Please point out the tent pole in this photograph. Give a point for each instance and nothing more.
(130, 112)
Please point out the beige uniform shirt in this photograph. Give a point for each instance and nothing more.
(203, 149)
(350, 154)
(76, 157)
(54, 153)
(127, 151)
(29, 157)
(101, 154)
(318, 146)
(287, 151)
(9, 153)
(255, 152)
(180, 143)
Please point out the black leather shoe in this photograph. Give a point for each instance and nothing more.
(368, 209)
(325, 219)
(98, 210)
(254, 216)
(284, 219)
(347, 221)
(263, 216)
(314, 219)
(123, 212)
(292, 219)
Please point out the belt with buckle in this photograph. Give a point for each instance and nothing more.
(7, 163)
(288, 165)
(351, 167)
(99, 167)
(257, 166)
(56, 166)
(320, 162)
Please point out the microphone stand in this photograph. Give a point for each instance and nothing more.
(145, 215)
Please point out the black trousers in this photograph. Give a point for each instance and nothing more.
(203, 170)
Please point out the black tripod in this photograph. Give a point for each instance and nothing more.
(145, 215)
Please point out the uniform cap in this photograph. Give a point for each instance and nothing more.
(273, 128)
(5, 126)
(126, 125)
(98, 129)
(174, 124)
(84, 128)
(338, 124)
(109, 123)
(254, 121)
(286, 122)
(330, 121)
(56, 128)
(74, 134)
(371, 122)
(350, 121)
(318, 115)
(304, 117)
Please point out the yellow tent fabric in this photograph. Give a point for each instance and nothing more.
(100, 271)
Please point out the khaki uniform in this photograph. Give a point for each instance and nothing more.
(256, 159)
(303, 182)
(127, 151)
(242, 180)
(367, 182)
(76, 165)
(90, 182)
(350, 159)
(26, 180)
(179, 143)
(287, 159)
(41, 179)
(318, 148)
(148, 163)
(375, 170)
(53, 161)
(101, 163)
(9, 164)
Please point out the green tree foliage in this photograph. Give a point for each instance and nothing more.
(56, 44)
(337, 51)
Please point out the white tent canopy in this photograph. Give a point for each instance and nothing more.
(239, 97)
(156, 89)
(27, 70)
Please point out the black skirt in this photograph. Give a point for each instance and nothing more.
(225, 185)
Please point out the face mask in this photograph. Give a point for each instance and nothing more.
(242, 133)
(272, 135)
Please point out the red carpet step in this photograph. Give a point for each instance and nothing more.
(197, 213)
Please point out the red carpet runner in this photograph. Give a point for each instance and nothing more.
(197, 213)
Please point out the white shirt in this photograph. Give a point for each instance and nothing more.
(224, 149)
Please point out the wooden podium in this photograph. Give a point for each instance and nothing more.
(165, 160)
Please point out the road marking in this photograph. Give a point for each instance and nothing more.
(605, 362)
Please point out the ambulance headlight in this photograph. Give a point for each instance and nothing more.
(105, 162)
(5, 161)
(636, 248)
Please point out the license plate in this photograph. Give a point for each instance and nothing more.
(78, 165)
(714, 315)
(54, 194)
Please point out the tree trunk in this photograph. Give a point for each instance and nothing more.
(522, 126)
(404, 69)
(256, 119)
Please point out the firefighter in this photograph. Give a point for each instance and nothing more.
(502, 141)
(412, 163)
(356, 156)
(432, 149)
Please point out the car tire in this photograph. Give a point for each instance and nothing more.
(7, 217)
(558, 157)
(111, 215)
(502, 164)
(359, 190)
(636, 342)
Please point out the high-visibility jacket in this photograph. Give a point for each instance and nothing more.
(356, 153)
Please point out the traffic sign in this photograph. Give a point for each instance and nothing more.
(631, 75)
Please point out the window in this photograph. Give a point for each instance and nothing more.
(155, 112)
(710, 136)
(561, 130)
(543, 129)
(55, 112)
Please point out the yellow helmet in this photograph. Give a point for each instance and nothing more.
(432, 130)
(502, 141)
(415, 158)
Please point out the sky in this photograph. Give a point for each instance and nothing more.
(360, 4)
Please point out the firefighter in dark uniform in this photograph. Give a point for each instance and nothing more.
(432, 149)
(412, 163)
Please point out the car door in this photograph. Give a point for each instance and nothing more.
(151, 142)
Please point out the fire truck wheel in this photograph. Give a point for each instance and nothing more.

***

#### [Description of the task]
Can you rescale the stretch from the row containing "Please point out the car tire" through the last row above, and give only those rows again, requests included? Multiply every point coordinate in the answers by 2.3 and round to whole numbers, with halves going up.

#### [Task solution]
Please point out the car tire in this photograph. Give a point for each instance and nothing more.
(16, 499)
(1283, 361)
(255, 495)
(1155, 377)
(826, 437)
(1463, 787)
Please point out the high-visibility jacket in this photograph. Give a point for each instance and nothing more.
(819, 352)
Please point out the traffic sign in this photograph. Give a point for each instance and nothing more.
(1451, 173)
Please point out the window in this photograph. Give a point for each instance and nothing more.
(357, 258)
(1633, 313)
(1290, 299)
(1249, 297)
(127, 258)
Please point out the yellow helmet in this photograph. Give a point for each instance and nothing more.
(994, 299)
(1155, 324)
(955, 363)
Please point out the sky in this photograph. Give a point for each instance and nothing more.
(828, 9)
Please point out the firefighter in dark uniform in this photograph. Give a point for each instance and nothing more.
(994, 343)
(948, 375)
Please point out the car door in this photograph. Give a point for each instance and nothing more.
(347, 327)
Please point out the fire truck wheel in this photograph. Give a point for each instance and nothing more.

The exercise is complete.